*** Input records Section Begins ***
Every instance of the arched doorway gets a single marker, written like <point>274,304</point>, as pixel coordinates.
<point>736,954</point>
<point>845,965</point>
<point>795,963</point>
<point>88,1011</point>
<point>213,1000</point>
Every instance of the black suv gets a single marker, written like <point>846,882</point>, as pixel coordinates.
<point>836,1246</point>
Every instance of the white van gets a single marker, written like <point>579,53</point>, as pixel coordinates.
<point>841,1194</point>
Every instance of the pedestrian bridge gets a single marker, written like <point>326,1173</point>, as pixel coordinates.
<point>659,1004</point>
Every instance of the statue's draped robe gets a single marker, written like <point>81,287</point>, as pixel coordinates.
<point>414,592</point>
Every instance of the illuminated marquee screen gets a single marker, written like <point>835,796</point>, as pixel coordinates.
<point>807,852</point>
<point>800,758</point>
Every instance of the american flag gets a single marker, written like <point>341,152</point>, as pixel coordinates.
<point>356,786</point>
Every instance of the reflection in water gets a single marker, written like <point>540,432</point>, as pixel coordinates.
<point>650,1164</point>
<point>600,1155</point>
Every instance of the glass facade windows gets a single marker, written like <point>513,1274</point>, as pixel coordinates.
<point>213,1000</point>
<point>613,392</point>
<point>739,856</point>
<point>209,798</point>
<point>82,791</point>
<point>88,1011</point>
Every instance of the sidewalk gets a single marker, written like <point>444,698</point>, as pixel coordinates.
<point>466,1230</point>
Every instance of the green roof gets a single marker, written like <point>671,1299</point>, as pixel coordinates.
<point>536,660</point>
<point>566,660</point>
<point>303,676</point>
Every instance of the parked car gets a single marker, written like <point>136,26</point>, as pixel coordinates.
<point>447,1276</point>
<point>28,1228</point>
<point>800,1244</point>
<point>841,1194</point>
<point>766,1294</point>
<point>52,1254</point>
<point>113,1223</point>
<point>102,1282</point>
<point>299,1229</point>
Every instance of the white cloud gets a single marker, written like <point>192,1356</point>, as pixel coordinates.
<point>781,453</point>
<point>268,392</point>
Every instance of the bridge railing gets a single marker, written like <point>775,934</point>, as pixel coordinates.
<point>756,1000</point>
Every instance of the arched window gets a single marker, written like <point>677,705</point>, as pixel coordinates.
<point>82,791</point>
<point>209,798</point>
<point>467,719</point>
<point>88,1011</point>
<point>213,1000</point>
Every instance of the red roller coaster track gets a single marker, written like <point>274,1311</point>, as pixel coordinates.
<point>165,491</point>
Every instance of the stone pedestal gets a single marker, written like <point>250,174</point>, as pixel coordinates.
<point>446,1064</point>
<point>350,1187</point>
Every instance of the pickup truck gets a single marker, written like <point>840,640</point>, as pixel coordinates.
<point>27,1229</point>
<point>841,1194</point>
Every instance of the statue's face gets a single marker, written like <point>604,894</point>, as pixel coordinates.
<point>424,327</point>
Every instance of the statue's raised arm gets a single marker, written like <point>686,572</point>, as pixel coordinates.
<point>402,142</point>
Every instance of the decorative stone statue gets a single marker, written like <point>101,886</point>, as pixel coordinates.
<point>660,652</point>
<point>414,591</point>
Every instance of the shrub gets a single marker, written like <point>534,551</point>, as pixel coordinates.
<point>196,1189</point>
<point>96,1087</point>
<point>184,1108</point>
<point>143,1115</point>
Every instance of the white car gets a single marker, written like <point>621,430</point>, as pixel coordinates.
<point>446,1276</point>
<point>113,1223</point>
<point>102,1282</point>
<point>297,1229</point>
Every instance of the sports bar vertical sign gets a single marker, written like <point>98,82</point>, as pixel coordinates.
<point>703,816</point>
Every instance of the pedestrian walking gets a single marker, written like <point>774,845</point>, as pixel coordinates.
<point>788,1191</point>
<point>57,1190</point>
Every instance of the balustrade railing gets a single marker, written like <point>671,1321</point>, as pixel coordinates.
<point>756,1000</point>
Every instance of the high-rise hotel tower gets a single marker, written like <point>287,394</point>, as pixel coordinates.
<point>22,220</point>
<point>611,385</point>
*** Input records Section Ends ***
Extract each entry in full and write it down exactly.

Every instance of the arched doorway gets a single marker, written like <point>274,304</point>, as pixel coordinates.
<point>736,954</point>
<point>845,965</point>
<point>795,963</point>
<point>88,1011</point>
<point>213,1000</point>
Every instance of the black suv gets a single marker, written like <point>846,882</point>, as pixel coordinates.
<point>836,1246</point>
Every instance of the white van gets a single marker, written like <point>579,53</point>, as pixel coordinates.
<point>841,1194</point>
Every instance of the pedestrian bridge gets a single marker, written like <point>326,1173</point>, as pixel coordinates.
<point>659,1004</point>
Every instance of the statue's draped robe gets a single marker, written like <point>81,287</point>, as pixel coordinates.
<point>414,592</point>
Every instance of the illuminated marquee screen gets a single marker, written like <point>835,796</point>, as pixel coordinates.
<point>807,852</point>
<point>800,758</point>
Every instance of the american flag gets a single marker, written like <point>341,152</point>, as pixel coordinates.
<point>356,786</point>
Every instance of the reflection in water gets a single marker, written like <point>540,432</point>, as pixel coordinates.
<point>650,1164</point>
<point>600,1155</point>
Every instance of the glass facade windows gets a single marker, written like <point>513,1274</point>, as pixel coordinates.
<point>213,1000</point>
<point>613,392</point>
<point>739,856</point>
<point>209,798</point>
<point>82,791</point>
<point>88,1011</point>
Every instance of the sidewalk gets a single marker, written like <point>444,698</point>, as pixel coordinates.
<point>466,1230</point>
Every instance of the green roof gets a single marker, written like <point>671,1299</point>, as pixel coordinates.
<point>536,660</point>
<point>566,660</point>
<point>303,676</point>
Every instance of the parked car gets a single marker, written like <point>136,26</point>, as pixel coordinates.
<point>447,1276</point>
<point>28,1228</point>
<point>800,1244</point>
<point>841,1194</point>
<point>766,1294</point>
<point>52,1254</point>
<point>113,1223</point>
<point>102,1282</point>
<point>299,1229</point>
Every instance of the white cloud gets a single marker, written like <point>192,1356</point>, as pixel coordinates.
<point>781,453</point>
<point>268,392</point>
Every instance of the bridge railing gets a single marker, written like <point>775,934</point>, as pixel coordinates.
<point>756,1000</point>
Every instance of the arched window gets a single marker, written like <point>677,705</point>, as pixel coordinates.
<point>82,791</point>
<point>209,798</point>
<point>467,719</point>
<point>88,1011</point>
<point>213,1000</point>
Every instance of the red roller coaster track gets a single marker, written like <point>274,1311</point>, as pixel coordinates.
<point>165,491</point>
Every instance of the stone pedestal gets a single marker, written like <point>250,174</point>, as pixel coordinates.
<point>446,1064</point>
<point>350,1187</point>
Every instance of the pickup truck gets a single marker, written like <point>840,640</point>, as pixel coordinates.
<point>27,1229</point>
<point>841,1194</point>
Every instance of the statue's face gets a single marker, written like <point>604,894</point>, as pixel coordinates.
<point>424,327</point>
Every instance of the statue's raised arm gets a single marker, written like <point>686,572</point>, as pixel coordinates.
<point>402,142</point>
Every instance of the decorative stone statue gets a single marker, written like <point>101,886</point>, as pixel coordinates.
<point>660,652</point>
<point>414,591</point>
Every instance of the shrub gets a single marker, written like <point>534,551</point>, as pixel coordinates.
<point>196,1189</point>
<point>96,1087</point>
<point>184,1108</point>
<point>143,1115</point>
Every instance of the white car gets a single marker, written like <point>621,430</point>, as pixel coordinates.
<point>446,1276</point>
<point>113,1223</point>
<point>102,1282</point>
<point>297,1229</point>
Every instance of the sports bar vertical sign gets a single marker, written like <point>98,82</point>, as pixel coordinates.
<point>703,816</point>
Every instance of the pedestrian walking gets a single marker, written like <point>774,845</point>, as pixel coordinates.
<point>788,1191</point>
<point>57,1190</point>
Every instance of the balustrade railing gets a single marker, written like <point>671,1321</point>, as pixel coordinates.
<point>756,1000</point>
Every instance of the high-rise hotel tower gets a single marker, written like <point>287,394</point>, as pixel coordinates.
<point>22,220</point>
<point>611,385</point>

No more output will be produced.